Sir Christopher ist eine Kapazität auf dem Gebiet der Italowestern, der schon mit „Spaghetti Westerns,Cowboys and Europeans“ und der definitiven Leone-Bio „Something To Do Wth Death“ Referenzwerke zum Thema verfasste. So umfangreich diese Vorgänger waren, mit dem monothematischen „Shooting A Masterpiece“ schafft er es, die äußerst lesenswerten Vorgänger noch zu ergänzen und so ein weiteres Standardwerk auf wissenschaftlichem Niveau vorzulegen. Denn dieses coffee table-Buch ist nicht „nur“ ein schön anzusehender Bildband, der zahlreiche rare „Behind The Scenes“-Shots, Produktionsskizzen & Co. vereint. Entgegen dem Trend bei solchen Prestige-Büchern ist der Text hier nämlich mindestens gleichbedeutend bzw. übersteigt in einigen Kapiteln sogar den Bild-Anteil.

- [Ausgewählte Zeilen]:
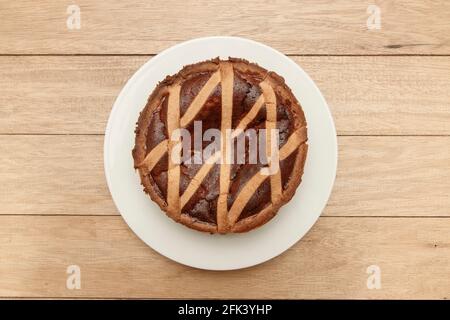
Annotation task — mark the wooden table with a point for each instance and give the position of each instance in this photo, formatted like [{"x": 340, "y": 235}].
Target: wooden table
[{"x": 389, "y": 92}]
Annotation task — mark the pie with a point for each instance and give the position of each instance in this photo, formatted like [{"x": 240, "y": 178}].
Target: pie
[{"x": 186, "y": 147}]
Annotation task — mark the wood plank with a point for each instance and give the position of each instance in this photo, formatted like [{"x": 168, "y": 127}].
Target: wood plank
[
  {"x": 377, "y": 176},
  {"x": 53, "y": 175},
  {"x": 311, "y": 27},
  {"x": 367, "y": 95},
  {"x": 330, "y": 262}
]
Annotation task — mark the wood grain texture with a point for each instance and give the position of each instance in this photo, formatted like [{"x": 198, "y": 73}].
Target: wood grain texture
[
  {"x": 293, "y": 27},
  {"x": 367, "y": 95},
  {"x": 330, "y": 262},
  {"x": 377, "y": 176}
]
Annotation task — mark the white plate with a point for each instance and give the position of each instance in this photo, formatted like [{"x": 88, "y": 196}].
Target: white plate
[{"x": 202, "y": 250}]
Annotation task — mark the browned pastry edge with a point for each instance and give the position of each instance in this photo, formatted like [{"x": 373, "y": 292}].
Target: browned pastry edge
[{"x": 139, "y": 152}]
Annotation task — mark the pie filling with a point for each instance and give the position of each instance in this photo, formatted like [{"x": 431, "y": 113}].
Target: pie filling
[{"x": 202, "y": 206}]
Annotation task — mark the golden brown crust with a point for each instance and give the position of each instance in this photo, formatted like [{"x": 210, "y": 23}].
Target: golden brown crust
[{"x": 246, "y": 69}]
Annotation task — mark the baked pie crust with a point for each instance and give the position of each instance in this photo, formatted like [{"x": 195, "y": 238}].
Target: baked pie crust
[{"x": 218, "y": 197}]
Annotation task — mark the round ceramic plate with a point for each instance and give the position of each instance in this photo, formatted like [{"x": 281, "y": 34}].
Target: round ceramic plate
[{"x": 203, "y": 250}]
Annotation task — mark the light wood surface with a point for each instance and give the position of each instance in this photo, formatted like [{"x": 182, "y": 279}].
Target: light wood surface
[
  {"x": 291, "y": 26},
  {"x": 388, "y": 90},
  {"x": 75, "y": 94},
  {"x": 330, "y": 262},
  {"x": 377, "y": 176}
]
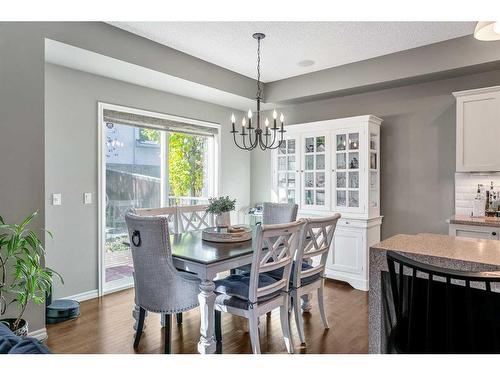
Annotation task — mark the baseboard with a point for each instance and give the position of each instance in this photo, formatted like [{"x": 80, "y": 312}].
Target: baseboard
[
  {"x": 118, "y": 288},
  {"x": 83, "y": 296},
  {"x": 40, "y": 334},
  {"x": 355, "y": 282}
]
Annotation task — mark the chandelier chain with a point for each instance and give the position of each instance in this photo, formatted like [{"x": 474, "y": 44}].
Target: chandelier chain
[
  {"x": 258, "y": 68},
  {"x": 257, "y": 135}
]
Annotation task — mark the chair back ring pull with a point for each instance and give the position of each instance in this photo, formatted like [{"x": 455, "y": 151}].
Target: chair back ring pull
[{"x": 136, "y": 238}]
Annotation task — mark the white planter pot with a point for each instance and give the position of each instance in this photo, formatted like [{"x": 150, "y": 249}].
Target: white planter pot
[{"x": 223, "y": 220}]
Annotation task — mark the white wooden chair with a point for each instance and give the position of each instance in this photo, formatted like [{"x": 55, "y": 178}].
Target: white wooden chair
[
  {"x": 171, "y": 213},
  {"x": 194, "y": 218},
  {"x": 255, "y": 294},
  {"x": 316, "y": 240}
]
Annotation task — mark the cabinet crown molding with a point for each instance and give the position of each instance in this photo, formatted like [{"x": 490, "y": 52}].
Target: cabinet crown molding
[
  {"x": 343, "y": 120},
  {"x": 483, "y": 90}
]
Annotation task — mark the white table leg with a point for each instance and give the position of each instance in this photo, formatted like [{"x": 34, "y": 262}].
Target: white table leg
[
  {"x": 306, "y": 298},
  {"x": 207, "y": 344}
]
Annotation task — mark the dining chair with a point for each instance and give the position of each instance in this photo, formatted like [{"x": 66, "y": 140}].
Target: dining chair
[
  {"x": 255, "y": 294},
  {"x": 308, "y": 278},
  {"x": 194, "y": 218},
  {"x": 439, "y": 310},
  {"x": 159, "y": 286},
  {"x": 273, "y": 213},
  {"x": 172, "y": 215},
  {"x": 278, "y": 213}
]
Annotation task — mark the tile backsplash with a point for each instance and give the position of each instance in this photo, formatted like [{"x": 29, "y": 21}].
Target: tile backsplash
[{"x": 466, "y": 188}]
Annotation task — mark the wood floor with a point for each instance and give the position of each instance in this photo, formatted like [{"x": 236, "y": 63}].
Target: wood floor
[{"x": 105, "y": 326}]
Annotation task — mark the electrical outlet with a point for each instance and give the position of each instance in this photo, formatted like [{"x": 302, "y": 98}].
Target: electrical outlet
[
  {"x": 87, "y": 198},
  {"x": 56, "y": 199}
]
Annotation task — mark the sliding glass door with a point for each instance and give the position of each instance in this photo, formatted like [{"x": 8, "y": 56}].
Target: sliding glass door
[{"x": 145, "y": 168}]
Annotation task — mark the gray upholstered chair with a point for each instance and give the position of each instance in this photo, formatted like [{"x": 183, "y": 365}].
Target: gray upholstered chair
[
  {"x": 159, "y": 286},
  {"x": 316, "y": 241},
  {"x": 255, "y": 294},
  {"x": 172, "y": 215}
]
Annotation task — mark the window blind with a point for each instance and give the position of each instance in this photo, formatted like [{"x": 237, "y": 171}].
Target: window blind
[{"x": 143, "y": 121}]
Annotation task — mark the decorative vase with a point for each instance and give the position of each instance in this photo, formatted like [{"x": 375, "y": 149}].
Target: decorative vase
[
  {"x": 223, "y": 220},
  {"x": 21, "y": 331}
]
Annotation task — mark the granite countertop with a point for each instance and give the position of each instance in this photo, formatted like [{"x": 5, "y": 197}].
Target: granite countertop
[
  {"x": 442, "y": 246},
  {"x": 475, "y": 220}
]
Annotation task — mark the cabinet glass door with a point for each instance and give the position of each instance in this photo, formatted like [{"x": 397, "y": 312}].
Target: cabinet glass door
[
  {"x": 374, "y": 170},
  {"x": 314, "y": 171},
  {"x": 347, "y": 170},
  {"x": 287, "y": 170}
]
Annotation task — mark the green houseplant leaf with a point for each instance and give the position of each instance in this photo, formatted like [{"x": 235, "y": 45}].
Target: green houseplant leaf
[
  {"x": 220, "y": 205},
  {"x": 22, "y": 251}
]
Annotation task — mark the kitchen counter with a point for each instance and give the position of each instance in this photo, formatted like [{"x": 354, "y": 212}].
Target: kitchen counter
[
  {"x": 459, "y": 253},
  {"x": 475, "y": 220}
]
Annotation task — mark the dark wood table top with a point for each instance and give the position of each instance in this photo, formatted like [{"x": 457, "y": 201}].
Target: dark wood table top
[{"x": 190, "y": 246}]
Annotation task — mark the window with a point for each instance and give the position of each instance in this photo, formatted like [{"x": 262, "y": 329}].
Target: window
[{"x": 164, "y": 164}]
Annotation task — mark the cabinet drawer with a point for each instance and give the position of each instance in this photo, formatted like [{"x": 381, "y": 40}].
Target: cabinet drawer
[
  {"x": 348, "y": 251},
  {"x": 475, "y": 231}
]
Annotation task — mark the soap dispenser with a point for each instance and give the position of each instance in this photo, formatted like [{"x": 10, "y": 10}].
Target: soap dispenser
[{"x": 479, "y": 204}]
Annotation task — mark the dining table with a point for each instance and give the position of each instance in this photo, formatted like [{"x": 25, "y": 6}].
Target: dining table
[{"x": 208, "y": 259}]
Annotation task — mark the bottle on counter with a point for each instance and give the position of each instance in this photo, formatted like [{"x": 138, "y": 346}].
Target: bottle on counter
[
  {"x": 479, "y": 203},
  {"x": 491, "y": 197}
]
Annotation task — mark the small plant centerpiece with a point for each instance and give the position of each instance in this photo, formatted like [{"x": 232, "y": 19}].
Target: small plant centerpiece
[
  {"x": 21, "y": 251},
  {"x": 220, "y": 208}
]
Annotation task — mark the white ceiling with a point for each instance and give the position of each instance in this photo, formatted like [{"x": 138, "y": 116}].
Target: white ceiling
[
  {"x": 287, "y": 44},
  {"x": 77, "y": 58}
]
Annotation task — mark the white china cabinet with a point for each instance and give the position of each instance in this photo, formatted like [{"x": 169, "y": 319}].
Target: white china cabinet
[
  {"x": 478, "y": 130},
  {"x": 334, "y": 166}
]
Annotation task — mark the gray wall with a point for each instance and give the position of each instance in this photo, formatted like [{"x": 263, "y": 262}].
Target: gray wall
[
  {"x": 417, "y": 148},
  {"x": 71, "y": 137},
  {"x": 21, "y": 138}
]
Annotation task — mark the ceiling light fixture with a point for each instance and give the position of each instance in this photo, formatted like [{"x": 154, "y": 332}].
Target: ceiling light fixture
[
  {"x": 487, "y": 30},
  {"x": 256, "y": 136}
]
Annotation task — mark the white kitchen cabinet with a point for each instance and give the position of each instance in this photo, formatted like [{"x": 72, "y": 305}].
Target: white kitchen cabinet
[
  {"x": 478, "y": 130},
  {"x": 474, "y": 231},
  {"x": 334, "y": 166}
]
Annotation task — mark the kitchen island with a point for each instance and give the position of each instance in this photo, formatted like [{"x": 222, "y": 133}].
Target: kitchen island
[{"x": 460, "y": 253}]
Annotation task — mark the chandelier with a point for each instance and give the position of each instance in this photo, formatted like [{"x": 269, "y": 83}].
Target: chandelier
[{"x": 252, "y": 133}]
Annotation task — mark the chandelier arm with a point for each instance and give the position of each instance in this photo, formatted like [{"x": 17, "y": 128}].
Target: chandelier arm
[
  {"x": 279, "y": 143},
  {"x": 236, "y": 142},
  {"x": 274, "y": 138}
]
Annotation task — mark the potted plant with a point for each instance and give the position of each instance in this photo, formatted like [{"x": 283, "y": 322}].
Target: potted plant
[
  {"x": 21, "y": 251},
  {"x": 220, "y": 208}
]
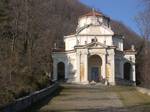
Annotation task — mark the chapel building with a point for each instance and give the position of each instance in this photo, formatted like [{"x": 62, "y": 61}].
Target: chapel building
[{"x": 94, "y": 54}]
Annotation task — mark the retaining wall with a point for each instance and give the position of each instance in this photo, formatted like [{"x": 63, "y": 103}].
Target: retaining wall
[{"x": 25, "y": 102}]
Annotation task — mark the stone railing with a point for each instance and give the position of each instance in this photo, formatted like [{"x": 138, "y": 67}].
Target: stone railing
[
  {"x": 25, "y": 102},
  {"x": 143, "y": 90}
]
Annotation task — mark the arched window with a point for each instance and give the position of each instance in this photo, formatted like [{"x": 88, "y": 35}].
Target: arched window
[
  {"x": 61, "y": 71},
  {"x": 94, "y": 65},
  {"x": 127, "y": 71}
]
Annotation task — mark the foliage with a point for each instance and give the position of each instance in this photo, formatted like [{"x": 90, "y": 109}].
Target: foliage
[{"x": 27, "y": 39}]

- [Aufgaben]:
- A) Wiederhole aus der Buchbesprechung den Wortlaut zwischen „Sir Christopher ist“ und „sogar den Bild-Anteil.“, beide eingeschlossen.
- B) Trage aus den Zeilen oben alle zusammen, die die Zeichenfolge „fixture“ enthalten, und gib sie unverändert wieder.

- [Lösungen]:
- A)
Sir Christopher ist eine Kapazität auf dem Gebiet der Italowestern, der schon mit „Spaghetti Westerns,Cowboys and Europeans“ und der definitiven Leone-Bio „Something To Do Wth Death“ Referenzwerke zum Thema verfasste. So umfangreich diese Vorgänger waren, mit dem monothematischen „Shooting A Masterpiece“ schafft er es, die äußerst lesenswerten Vorgänger noch zu ergänzen und so ein weiteres Standardwerk auf wissenschaftlichem Niveau vorzulegen. Denn dieses coffee table-Buch ist nicht „nur“ ein schön anzusehender Bildband, der zahlreiche rare „Behind The Scenes“-Shots, Produktionsskizzen & Co. vereint. Entgegen dem Trend bei solchen Prestige-Büchern ist der Text hier nämlich mindestens gleichbedeutend bzw. übersteigt in einigen Kapiteln sogar den Bild-Anteil.

- B)
Annotation task — mark the ceiling light fixture with a point for each instance and give the position of each instance in this photo, formatted like [{"x": 154, "y": 332}].
Target: ceiling light fixture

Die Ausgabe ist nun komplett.